### Суть задания
Перепишите строки, начиная со строки, где есть «Segment every instance of the pale», и заканчивая строкой с «99 160 L 93», заменив «pale pink flower» на «light pink flower». Всё остальное оставьте без изменений.

******************************

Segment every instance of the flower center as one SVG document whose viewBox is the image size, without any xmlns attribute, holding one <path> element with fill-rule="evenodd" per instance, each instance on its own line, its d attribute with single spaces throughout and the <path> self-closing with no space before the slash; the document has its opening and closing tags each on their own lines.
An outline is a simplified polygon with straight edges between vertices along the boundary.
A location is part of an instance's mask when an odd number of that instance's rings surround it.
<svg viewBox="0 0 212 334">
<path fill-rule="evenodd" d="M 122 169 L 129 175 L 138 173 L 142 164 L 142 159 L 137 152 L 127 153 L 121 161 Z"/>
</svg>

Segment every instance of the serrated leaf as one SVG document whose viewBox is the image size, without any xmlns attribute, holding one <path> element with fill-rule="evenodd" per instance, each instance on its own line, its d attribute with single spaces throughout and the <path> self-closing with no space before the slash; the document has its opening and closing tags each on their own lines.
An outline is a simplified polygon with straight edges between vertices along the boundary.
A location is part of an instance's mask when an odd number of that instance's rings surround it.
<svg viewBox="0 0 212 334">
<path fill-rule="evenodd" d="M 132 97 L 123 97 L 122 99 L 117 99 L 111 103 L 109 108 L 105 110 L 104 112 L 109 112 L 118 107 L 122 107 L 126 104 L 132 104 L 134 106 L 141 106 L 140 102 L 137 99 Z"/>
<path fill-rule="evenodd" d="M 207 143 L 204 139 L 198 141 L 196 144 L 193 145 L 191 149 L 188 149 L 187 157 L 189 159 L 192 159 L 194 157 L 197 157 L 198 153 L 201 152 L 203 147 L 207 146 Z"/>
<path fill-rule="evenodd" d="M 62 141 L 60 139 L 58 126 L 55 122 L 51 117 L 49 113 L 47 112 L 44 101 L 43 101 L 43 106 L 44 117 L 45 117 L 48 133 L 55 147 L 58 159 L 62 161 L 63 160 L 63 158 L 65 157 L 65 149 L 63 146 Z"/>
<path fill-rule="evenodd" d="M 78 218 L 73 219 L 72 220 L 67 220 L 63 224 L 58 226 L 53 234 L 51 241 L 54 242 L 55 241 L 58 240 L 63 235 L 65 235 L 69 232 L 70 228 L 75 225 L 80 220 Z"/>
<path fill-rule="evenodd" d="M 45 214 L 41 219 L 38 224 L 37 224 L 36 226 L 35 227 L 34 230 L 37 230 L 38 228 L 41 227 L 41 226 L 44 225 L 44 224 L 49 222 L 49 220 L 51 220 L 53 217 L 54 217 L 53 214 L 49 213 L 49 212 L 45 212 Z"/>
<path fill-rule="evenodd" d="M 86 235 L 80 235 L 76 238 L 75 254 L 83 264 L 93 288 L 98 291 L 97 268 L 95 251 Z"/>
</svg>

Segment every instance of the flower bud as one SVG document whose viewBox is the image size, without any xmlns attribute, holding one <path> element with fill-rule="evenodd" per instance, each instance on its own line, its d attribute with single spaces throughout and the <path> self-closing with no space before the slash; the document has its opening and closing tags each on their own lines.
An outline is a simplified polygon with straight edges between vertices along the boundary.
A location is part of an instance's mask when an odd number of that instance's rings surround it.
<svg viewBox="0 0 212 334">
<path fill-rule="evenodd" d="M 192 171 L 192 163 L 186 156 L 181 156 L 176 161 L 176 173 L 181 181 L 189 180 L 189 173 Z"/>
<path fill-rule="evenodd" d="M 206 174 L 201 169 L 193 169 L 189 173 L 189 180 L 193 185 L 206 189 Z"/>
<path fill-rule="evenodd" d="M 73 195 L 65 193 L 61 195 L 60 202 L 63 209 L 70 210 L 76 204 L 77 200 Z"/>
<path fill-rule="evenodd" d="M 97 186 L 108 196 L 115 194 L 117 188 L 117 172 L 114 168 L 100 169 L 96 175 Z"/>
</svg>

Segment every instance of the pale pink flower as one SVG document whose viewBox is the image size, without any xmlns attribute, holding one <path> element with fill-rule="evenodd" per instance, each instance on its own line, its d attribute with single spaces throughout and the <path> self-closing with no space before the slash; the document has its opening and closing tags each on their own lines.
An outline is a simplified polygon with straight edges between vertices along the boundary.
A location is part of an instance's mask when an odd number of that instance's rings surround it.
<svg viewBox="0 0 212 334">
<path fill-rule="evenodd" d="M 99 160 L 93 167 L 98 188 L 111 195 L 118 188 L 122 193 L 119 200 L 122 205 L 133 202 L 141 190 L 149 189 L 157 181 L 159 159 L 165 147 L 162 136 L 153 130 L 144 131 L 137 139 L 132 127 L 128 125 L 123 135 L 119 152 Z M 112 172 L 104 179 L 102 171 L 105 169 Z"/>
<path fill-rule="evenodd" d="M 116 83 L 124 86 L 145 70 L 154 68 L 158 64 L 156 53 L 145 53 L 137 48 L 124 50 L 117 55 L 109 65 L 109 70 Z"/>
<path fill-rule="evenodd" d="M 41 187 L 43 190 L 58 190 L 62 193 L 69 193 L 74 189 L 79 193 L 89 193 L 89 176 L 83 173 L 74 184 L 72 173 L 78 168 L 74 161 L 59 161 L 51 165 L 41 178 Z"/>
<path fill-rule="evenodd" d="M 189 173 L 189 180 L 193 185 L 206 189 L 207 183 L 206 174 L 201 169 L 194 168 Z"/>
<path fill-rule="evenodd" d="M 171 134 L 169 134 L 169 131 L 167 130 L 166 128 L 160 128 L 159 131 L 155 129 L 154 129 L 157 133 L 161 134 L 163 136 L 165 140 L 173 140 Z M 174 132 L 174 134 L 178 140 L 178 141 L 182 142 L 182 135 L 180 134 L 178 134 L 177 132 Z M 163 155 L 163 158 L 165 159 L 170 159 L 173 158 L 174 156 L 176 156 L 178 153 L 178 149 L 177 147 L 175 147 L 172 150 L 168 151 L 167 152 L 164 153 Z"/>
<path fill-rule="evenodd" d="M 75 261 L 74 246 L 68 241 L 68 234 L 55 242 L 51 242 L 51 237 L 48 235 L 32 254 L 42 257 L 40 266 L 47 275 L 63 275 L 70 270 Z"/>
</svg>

******************************

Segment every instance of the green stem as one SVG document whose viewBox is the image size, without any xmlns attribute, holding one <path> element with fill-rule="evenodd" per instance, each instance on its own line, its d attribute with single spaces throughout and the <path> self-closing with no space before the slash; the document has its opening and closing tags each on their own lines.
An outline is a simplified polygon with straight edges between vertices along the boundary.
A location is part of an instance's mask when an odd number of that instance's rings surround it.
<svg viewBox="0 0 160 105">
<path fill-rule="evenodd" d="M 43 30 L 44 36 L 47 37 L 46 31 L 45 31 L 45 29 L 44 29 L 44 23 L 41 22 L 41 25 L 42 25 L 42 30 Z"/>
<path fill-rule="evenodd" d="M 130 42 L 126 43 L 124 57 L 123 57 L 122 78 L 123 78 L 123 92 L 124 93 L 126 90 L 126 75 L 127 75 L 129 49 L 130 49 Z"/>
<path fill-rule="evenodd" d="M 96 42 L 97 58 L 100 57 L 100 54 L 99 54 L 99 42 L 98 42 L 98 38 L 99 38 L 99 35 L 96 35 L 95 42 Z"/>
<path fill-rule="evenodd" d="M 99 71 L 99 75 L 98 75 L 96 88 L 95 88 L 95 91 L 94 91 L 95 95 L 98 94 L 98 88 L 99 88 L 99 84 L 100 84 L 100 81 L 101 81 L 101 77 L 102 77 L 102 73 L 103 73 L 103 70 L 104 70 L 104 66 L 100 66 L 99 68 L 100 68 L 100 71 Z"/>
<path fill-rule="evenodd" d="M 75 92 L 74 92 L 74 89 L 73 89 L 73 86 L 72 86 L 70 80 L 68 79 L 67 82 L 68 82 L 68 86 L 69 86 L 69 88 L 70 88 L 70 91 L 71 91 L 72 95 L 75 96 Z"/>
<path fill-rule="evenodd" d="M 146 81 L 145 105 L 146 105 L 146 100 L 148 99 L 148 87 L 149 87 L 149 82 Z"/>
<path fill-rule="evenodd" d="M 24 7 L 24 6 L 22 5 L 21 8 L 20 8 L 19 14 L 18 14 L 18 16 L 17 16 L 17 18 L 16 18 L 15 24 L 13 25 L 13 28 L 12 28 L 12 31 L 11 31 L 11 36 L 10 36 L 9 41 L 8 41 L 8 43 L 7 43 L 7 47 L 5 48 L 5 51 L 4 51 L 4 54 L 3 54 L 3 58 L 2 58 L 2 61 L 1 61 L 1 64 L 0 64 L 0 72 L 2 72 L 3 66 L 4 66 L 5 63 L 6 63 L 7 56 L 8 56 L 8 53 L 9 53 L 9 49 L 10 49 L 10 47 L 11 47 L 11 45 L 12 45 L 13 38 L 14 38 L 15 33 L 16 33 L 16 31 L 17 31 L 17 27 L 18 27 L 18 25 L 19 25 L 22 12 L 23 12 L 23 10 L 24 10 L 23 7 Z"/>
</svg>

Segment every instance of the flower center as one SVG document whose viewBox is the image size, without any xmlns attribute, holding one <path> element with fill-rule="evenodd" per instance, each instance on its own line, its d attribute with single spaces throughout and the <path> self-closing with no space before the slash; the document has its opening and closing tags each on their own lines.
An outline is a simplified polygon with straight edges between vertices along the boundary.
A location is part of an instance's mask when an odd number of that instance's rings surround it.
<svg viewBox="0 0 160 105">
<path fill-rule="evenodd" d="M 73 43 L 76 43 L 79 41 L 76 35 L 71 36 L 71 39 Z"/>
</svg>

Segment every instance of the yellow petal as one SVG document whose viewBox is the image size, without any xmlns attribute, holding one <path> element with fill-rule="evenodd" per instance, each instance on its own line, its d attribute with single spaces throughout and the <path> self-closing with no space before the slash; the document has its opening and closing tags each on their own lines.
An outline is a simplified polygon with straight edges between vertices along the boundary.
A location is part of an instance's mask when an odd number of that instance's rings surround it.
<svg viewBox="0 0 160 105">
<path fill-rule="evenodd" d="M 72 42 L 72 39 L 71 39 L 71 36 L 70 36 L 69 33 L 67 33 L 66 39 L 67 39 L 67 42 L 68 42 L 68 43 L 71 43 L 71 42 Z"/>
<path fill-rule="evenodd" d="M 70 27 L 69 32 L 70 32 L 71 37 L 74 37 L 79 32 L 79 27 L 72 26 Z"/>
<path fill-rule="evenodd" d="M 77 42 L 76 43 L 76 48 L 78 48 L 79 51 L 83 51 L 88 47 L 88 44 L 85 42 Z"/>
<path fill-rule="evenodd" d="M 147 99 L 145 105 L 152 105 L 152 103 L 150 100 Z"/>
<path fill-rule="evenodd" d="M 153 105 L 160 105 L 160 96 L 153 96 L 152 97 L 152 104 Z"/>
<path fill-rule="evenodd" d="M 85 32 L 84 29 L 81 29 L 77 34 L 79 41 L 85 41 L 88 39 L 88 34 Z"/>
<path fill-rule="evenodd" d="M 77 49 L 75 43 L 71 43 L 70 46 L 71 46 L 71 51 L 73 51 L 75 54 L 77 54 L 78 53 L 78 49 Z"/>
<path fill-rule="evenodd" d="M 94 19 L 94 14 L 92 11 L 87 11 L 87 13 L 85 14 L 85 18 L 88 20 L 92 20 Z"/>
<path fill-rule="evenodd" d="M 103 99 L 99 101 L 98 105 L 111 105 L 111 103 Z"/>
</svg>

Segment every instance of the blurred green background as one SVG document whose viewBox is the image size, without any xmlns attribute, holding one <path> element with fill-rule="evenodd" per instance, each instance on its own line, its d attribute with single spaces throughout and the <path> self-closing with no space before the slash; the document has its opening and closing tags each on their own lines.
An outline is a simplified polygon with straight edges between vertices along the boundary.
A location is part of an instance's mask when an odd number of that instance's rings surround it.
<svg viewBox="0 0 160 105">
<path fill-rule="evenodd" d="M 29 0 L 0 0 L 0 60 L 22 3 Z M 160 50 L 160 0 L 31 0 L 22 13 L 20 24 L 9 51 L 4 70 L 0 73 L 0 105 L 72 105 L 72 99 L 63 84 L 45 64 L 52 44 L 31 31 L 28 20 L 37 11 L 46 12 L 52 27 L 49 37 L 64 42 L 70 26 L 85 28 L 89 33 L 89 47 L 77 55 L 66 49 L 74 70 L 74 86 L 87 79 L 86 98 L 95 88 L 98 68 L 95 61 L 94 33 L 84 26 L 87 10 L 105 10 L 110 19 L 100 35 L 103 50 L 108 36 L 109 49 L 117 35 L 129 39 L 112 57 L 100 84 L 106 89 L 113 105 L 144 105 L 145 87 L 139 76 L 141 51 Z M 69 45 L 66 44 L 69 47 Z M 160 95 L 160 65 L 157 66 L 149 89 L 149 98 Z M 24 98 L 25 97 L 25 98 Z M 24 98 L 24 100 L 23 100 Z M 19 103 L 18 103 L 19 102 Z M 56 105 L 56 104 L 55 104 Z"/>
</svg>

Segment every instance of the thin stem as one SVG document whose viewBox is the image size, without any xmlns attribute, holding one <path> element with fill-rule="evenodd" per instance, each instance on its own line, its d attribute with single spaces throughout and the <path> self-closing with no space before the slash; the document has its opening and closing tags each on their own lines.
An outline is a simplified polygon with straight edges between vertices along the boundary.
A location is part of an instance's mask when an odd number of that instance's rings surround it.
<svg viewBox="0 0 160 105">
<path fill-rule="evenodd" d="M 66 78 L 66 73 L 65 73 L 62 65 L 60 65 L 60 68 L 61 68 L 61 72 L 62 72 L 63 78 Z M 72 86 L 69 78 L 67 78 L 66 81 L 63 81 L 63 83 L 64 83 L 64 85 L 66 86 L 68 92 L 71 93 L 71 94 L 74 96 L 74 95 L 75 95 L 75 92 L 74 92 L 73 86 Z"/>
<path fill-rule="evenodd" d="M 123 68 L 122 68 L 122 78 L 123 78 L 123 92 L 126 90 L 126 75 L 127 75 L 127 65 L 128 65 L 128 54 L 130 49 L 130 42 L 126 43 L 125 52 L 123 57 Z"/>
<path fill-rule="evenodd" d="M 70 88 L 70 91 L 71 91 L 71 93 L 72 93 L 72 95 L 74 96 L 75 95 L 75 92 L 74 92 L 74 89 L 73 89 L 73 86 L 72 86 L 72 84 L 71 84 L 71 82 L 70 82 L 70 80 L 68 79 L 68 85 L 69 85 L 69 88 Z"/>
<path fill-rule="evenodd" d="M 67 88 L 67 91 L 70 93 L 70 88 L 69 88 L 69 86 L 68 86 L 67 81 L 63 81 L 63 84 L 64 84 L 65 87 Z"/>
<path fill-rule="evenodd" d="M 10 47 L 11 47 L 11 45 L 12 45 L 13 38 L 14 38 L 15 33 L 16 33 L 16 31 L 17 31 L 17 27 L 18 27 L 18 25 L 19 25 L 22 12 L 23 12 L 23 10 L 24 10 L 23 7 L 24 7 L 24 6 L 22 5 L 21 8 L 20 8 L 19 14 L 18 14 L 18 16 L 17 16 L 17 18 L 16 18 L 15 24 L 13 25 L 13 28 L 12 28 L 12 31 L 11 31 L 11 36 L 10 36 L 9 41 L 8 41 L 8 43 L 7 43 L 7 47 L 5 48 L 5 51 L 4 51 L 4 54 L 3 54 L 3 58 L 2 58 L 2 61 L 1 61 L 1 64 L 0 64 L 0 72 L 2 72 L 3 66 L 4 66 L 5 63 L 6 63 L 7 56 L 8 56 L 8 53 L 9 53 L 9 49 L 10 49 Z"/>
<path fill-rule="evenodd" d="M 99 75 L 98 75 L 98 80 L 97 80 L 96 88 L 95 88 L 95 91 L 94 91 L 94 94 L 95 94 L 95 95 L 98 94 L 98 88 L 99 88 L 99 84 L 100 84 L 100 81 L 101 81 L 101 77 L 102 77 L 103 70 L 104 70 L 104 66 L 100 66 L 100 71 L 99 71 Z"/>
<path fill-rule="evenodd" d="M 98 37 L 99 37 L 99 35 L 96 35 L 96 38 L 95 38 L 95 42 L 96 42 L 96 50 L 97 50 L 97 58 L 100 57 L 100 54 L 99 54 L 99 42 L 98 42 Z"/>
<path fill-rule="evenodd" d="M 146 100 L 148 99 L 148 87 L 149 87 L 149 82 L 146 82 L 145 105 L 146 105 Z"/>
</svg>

******************************

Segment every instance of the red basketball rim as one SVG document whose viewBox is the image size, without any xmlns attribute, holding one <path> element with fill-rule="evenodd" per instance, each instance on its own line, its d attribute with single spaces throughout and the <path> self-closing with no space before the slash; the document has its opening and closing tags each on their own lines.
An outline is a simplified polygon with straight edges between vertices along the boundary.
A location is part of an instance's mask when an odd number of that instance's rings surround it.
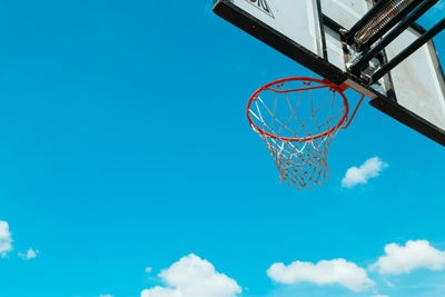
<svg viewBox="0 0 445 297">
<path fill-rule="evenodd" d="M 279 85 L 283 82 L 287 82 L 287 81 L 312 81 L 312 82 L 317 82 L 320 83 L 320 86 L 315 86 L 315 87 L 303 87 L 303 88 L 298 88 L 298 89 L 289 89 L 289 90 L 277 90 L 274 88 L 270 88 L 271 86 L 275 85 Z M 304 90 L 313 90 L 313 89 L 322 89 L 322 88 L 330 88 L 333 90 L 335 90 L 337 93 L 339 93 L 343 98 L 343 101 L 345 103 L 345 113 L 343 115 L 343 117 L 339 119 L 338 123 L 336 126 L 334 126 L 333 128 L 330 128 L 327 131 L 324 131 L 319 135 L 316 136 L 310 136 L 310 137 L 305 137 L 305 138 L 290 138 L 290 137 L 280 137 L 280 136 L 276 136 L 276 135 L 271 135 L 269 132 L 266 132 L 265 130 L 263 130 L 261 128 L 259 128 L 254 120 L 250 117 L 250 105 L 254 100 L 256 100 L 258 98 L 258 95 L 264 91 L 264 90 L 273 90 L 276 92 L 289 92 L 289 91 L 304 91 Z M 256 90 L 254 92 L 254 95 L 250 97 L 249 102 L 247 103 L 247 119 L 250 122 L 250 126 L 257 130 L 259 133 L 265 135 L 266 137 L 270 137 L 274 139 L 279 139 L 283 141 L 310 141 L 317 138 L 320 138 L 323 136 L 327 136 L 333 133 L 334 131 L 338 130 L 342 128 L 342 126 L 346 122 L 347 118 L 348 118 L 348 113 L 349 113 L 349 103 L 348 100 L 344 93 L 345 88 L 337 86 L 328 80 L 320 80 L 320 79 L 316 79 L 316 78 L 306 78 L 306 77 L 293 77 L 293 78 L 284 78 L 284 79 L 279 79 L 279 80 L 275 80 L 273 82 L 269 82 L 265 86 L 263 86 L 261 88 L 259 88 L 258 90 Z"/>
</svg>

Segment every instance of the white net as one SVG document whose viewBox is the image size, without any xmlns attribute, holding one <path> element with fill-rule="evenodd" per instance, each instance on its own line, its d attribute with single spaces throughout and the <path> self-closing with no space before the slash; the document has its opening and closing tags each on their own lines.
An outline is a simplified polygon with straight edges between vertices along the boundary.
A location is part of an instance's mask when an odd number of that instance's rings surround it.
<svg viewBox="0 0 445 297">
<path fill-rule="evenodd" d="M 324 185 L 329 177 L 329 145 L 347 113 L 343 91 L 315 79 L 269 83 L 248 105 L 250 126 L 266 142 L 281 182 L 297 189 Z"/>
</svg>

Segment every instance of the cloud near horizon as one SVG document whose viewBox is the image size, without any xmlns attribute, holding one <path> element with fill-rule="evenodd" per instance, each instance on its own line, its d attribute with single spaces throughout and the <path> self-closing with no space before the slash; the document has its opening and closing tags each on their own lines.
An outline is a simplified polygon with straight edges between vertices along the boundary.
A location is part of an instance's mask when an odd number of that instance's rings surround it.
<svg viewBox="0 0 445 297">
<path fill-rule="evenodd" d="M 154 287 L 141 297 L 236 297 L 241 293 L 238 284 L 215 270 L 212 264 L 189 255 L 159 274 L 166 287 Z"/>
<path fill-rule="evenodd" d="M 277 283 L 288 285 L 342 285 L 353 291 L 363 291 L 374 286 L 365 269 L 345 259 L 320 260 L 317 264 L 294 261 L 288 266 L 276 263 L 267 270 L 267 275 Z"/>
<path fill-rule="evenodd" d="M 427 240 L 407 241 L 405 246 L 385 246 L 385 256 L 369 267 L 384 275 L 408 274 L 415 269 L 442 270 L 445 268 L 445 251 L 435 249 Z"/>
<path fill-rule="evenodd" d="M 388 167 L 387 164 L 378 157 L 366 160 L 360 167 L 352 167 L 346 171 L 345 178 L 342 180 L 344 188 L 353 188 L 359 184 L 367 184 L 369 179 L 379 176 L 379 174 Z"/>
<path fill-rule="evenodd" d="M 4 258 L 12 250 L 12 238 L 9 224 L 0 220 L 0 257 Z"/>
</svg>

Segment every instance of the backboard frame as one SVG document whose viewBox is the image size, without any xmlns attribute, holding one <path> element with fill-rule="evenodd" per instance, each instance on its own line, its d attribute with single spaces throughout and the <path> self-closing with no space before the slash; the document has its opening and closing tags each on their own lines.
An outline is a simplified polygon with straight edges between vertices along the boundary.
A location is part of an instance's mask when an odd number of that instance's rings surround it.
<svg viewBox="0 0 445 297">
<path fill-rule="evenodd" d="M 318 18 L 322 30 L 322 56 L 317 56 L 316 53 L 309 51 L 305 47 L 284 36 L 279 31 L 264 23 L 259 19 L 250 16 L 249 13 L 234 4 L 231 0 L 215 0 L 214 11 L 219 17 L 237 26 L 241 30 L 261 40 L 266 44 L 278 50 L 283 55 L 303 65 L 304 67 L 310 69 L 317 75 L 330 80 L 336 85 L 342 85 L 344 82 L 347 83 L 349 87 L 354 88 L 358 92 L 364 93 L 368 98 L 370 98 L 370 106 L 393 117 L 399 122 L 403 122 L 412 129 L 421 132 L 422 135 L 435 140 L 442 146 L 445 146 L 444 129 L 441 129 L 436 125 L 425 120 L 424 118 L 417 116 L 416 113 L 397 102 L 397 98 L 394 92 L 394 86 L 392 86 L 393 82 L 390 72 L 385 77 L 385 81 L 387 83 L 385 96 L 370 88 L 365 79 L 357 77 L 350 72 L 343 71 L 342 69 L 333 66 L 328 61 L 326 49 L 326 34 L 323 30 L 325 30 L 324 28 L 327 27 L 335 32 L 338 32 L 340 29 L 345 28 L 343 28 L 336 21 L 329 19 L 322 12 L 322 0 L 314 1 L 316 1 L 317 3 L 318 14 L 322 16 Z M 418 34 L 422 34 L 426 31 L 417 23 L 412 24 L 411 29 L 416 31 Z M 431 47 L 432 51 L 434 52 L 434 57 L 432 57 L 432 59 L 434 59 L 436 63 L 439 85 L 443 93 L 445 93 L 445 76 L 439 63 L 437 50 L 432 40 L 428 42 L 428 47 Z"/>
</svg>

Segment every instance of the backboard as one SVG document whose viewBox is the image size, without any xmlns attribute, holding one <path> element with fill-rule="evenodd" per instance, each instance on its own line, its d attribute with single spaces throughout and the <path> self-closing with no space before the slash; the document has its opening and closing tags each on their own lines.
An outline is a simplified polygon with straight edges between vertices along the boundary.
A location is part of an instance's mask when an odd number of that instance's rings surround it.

******************************

### Ответ на задание
Segment every instance of the light pink flower as one SVG document whose viewBox is the image size, without any xmlns attribute, holding one <path> element with fill-rule="evenodd" per instance, each instance on its own line, its d attribute with single spaces throughout and the <path> self-closing with no space before the slash; the document has its opening and closing tags each on their own lines.
An outline is a simplified polygon with straight edges between vertices along the boundary.
A location is part of an instance's mask when an odd number of that instance's rings surround it.
<svg viewBox="0 0 212 334">
<path fill-rule="evenodd" d="M 99 160 L 93 167 L 98 188 L 111 195 L 118 188 L 122 193 L 119 200 L 122 205 L 133 202 L 141 190 L 149 189 L 157 181 L 159 159 L 165 147 L 162 136 L 153 130 L 144 131 L 137 139 L 132 127 L 128 125 L 123 135 L 119 152 Z M 112 172 L 104 179 L 102 171 L 105 169 Z"/>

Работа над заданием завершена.